## DESCRIPTION OF THE TASK
Repeat all entries exactly.

* BEGIN *

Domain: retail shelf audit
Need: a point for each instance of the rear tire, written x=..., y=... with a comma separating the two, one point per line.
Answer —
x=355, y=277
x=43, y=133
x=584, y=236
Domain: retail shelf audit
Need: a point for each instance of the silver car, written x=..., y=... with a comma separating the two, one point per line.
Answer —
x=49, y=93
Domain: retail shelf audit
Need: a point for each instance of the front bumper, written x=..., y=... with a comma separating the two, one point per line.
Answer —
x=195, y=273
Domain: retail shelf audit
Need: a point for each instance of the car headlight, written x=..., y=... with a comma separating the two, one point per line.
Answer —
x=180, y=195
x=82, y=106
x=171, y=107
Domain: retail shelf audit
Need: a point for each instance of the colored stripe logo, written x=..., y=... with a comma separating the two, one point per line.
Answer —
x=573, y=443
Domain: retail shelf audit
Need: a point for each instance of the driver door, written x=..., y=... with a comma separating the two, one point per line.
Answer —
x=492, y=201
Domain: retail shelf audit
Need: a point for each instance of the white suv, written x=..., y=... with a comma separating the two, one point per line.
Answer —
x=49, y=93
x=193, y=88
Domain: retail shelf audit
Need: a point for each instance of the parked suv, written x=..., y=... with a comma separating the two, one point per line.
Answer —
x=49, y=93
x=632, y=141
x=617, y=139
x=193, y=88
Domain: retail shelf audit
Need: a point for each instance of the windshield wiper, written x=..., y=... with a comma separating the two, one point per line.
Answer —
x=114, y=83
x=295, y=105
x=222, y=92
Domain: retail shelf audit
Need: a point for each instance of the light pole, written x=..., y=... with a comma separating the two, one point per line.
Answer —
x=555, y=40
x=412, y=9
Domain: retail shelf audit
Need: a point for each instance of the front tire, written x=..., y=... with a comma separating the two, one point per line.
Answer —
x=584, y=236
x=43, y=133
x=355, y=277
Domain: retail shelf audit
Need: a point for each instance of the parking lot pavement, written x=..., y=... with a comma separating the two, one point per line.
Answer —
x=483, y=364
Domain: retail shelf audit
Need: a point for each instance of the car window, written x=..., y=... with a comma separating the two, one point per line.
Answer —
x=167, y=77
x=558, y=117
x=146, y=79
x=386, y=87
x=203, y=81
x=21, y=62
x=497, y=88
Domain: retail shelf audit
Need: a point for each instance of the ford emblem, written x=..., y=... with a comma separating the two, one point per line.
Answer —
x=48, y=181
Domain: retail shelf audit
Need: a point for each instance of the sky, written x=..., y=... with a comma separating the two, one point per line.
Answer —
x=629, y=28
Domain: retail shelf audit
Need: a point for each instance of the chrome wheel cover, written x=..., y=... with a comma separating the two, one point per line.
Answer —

* END *

## SOLUTION FOR THIS PROBLEM
Domain: retail shelf audit
Need: a point for each instance of the rear tire, written x=..., y=... with a comma separating the two, one point per line.
Answer —
x=355, y=277
x=43, y=133
x=584, y=236
Domain: retail shelf audit
Need: a point for each instance of the silver car, written x=..., y=... with a comma separating the two, one point per line.
Answer —
x=49, y=93
Domain: retail shelf audit
Need: a point for each instance of the front bumper, written x=..., y=... with a comma separating the two, one point per line.
Answer —
x=195, y=273
Domain: retail shelf audit
Need: a point for each instance of the car headlight, written x=..., y=... with a comma separating the two, one point per line.
Answer —
x=180, y=195
x=82, y=106
x=171, y=107
Domain: retail shelf audit
Need: a point for each instance of the colored stripe logo, written x=..., y=... with a comma separating the two, one point per line.
Answer —
x=573, y=443
Domain: retail shelf audit
Need: a point for each instance of the driver door, written x=..., y=... with a comma separating the two, one point per line.
Answer —
x=492, y=201
Domain: retail shelf audit
Need: a point for each instance of the white suv, written x=..., y=... with a comma separating the two, one point per line.
Answer —
x=49, y=93
x=193, y=88
Domain: retail shelf audit
Need: a point for each instance of the parked suv, written x=..., y=... with a comma separating the two, one point per line.
Answer —
x=49, y=93
x=632, y=141
x=617, y=139
x=193, y=88
Domain: retail shelf audit
Need: a point for each instance of the windshield wiper, written x=..., y=... with a comma separating the two, one point per line.
Answer —
x=114, y=83
x=295, y=105
x=222, y=92
Domain: retail shelf audit
Need: a point for each instance of the light pole, written x=..., y=... with a comma separating the two, one point per line.
Answer —
x=555, y=40
x=412, y=9
Domain: retail shelf audit
Need: a point for each instance of the front tire, written x=..., y=... with a comma separating the two, one point per line.
Answer —
x=584, y=236
x=43, y=133
x=355, y=277
Domain: retail shelf audit
Need: a point for each instance of the parking lot pavement, written x=..., y=... with a comma separating the two, one point per line.
Answer —
x=483, y=364
Domain: retail shelf audit
Need: a point for each instance of the car window, written x=..., y=... with a comma separating the two, one point per line.
Answer —
x=167, y=77
x=558, y=117
x=146, y=79
x=386, y=87
x=203, y=81
x=21, y=62
x=497, y=88
Domain: retail shelf audit
Need: a point for each instance of the ford emblem, written x=..., y=... with a comma separating the two, one point per line.
Answer —
x=48, y=181
Domain: retail shelf audit
Need: a point for each instance of the sky, written x=..., y=... with a comma separating the two, one point per line.
Answer —
x=629, y=28
Domain: retail shelf audit
Need: a point for each instance of the chrome wheel cover, written x=..., y=... with a comma separating the two, one point per line.
Answer —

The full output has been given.